Inflation is a concept that is crucial to personal finance, as is the distinction between real values, which have been adjusted to take into account inflation, and nominal values, which have not. Real values are usually expressed in terms of a particular year’s prices, such as ‘expenditure at 2016 prices’ or ‘income at 2016 prices’. When you see such a phrase added to a set of figures or a graph, you can tell that the values have been adjusted to take inflation into account. In the example above, where inflation is 4% and you will need to have £104 to buy the same as £100 today, £104 is the nominal value but the real value (the buying power of that money) is £100.
Let’s apply this to income. If, one year after starting a new job, your annual salary rises by 5% from £20,000 to £21,000, the nominal value of your salary is £21,000. But if price inflation in the same period has also been 5%, the real value of your new salary is £20,000 – the same as it was a year ago.

> _DATASET EXCERPT_
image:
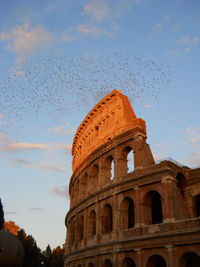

> _WRITTEN PROBLEM_
Resume the passage on real and nominal values from the point where it stops.

> _THE RESPONSE_
In real terms, disposable income per head more than doubled between 1971 and 2007 (Social Trends, 2010). This would suggest that households in 2007 could afford a considerably higher standard of living than households in 1971. But for a number of years after the financial crisis of 2007 and 2008, the real incomes of many households in the UK fell, because nominal pay increases, particularly in the public sector, did not keep pace with price increases. Sharp price increases in energy, petrol and food during these years particularly hit living standards.